--- Passage ---

British businessman (born 1953)

Miles Flint (born in July 1953) is currently a senior advisor at private equity firm Silver Lake Partners. He is largely known as being the former President of Sony Ericsson Mobile Communications AB from June 2004 to November 2007. Before this role, he was the President of European Marketing at Sony Europe. He was responsible for the marketing activities of Sony's electronics business in Europe. Miles was also the Managing Director of Sony United Kingdom Limited. It was the holding company that includes all of Sony’s electronics operations in the British Isles.

Sony Ericsson Mobile Communications announced on 4 September 2007 that Miles Flint has decided to step down from his position as President of Sony Ericsson. Effective 1 November 2007, Hideki ‘Dick’ Komiyama succeeded Flint, who will remained as an Executive Advisor to Komiyama until the end of December 2007. Dick Komiyama will be based at Sony Ericsson’s offices in London.

==Career==
Miles Flint first worked for Sony in January 1991 as managing director of Sony Broadcast & Communications UK. After a couple of years, Flint was promoted to president of Sony Broadcast & Professional Europe in January 1998.

Miles Flint and his team were in charge of the marketing and support of products and services to Sony’s Professional Solutions and Customers business division in Europe, Africa and the Middle East. After three years, he was given a position to the board of Sony Europe and then became the managing director of Sony UK Limited.

Flint was promoted to president of Sony Business Europe in July 2002. He also took charge of two more Sony businesses: Recording Media & Energy and Semiconductor & Electronic Solutions. In November 2003, he was given the position of President of European Marketing at Sony Europe.

Before the long career stint at Sony, Flint held various marketing and product development positions in the IT and telecommunications sector, first at ICL and then at STC after the acquisition of ICL.

Miles Flint announced on 4 September 2007 that he would step down as president of Sony Ericsson to pursue new personal and business opportunities. His departure was expected for 1 November 2007.

He will be the new chairman of the Skype.

=== Board and advisory roles ===
Flint has roles at several organizations:

- Member, Supervisory Group, AIESEC
- Chairman, Skype Group Sarl
- Non‑Executive Director, Sharpcards Ltd
- Chairman of Supervisory Board, Global Collect Bidco BV

==Education==
Miles Flint graduated from the University of London and has an MBA from Cranfield University, UK. He also studied at Nanjing University, China.

==Personal==
Miles lives in London (UK) with his wife and two children. He enjoys photography and sailing.

--- Record set ---

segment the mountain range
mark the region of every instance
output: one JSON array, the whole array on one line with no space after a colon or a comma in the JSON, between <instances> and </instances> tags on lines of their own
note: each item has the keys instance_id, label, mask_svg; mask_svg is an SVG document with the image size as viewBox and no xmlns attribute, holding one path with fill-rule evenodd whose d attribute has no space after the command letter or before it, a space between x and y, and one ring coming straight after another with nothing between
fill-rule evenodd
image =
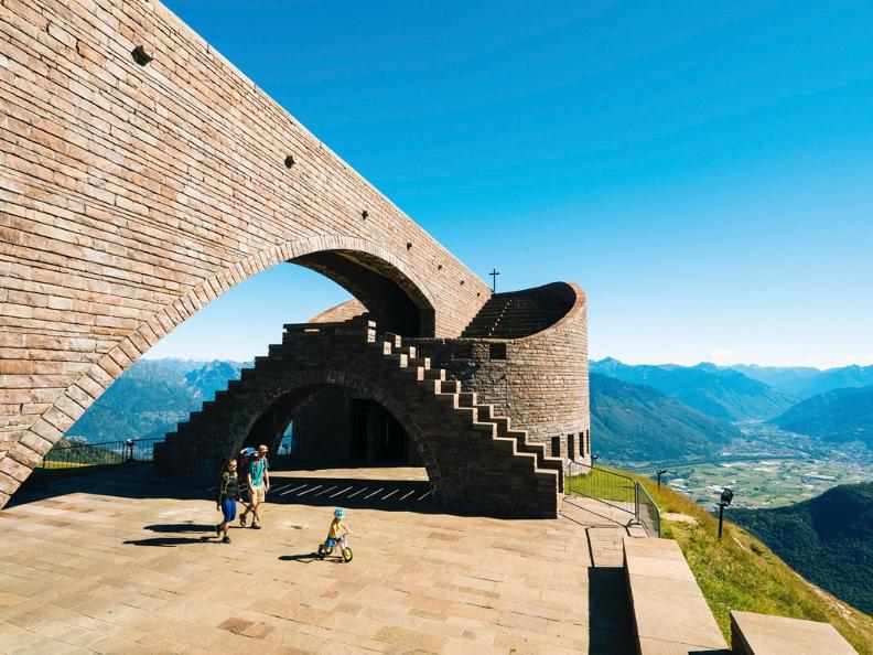
<instances>
[{"instance_id":1,"label":"mountain range","mask_svg":"<svg viewBox=\"0 0 873 655\"><path fill-rule=\"evenodd\" d=\"M798 573L873 614L873 483L836 486L777 509L733 509L748 529Z\"/></svg>"},{"instance_id":2,"label":"mountain range","mask_svg":"<svg viewBox=\"0 0 873 655\"><path fill-rule=\"evenodd\" d=\"M723 421L766 420L780 415L797 399L737 371L698 364L628 365L607 357L590 364L600 373L635 385L646 385Z\"/></svg>"},{"instance_id":3,"label":"mountain range","mask_svg":"<svg viewBox=\"0 0 873 655\"><path fill-rule=\"evenodd\" d=\"M142 359L67 437L91 443L162 437L245 366L250 364ZM785 391L731 368L632 366L607 358L591 363L590 391L594 450L614 463L712 455L740 437L730 421L750 419L772 419L826 441L873 445L873 387L829 390L794 405Z\"/></svg>"},{"instance_id":4,"label":"mountain range","mask_svg":"<svg viewBox=\"0 0 873 655\"><path fill-rule=\"evenodd\" d=\"M873 386L833 389L812 396L772 422L783 430L822 441L861 441L873 448Z\"/></svg>"},{"instance_id":5,"label":"mountain range","mask_svg":"<svg viewBox=\"0 0 873 655\"><path fill-rule=\"evenodd\" d=\"M756 379L799 399L849 387L873 385L873 366L842 366L820 371L809 366L757 366L737 364L729 366L746 377Z\"/></svg>"},{"instance_id":6,"label":"mountain range","mask_svg":"<svg viewBox=\"0 0 873 655\"><path fill-rule=\"evenodd\" d=\"M611 462L711 455L736 437L732 425L659 390L599 373L589 376L594 450Z\"/></svg>"},{"instance_id":7,"label":"mountain range","mask_svg":"<svg viewBox=\"0 0 873 655\"><path fill-rule=\"evenodd\" d=\"M250 364L140 359L66 432L90 443L163 437Z\"/></svg>"}]
</instances>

---

## What this task involves
Please copy the businessman's profile from "Sony Ericsson Mobile Communications announced" up to and including "in January 1998.", renaming "Executive Advisor" as "Senior Advisor".

## Solution
Sony Ericsson Mobile Communications announced on 4 September 2007 that Miles Flint has decided to step down from his position as President of Sony Ericsson. Effective 1 November 2007, Hideki ‘Dick’ Komiyama succeeded Flint, who will remained as an Senior Advisor to Komiyama until the end of December 2007. Dick Komiyama will be based at Sony Ericsson’s offices in London.

==Career==
Miles Flint first worked for Sony in January 1991 as managing director of Sony Broadcast & Communications UK. After a couple of years, Flint was promoted to president of Sony Broadcast & Professional Europe in January 1998.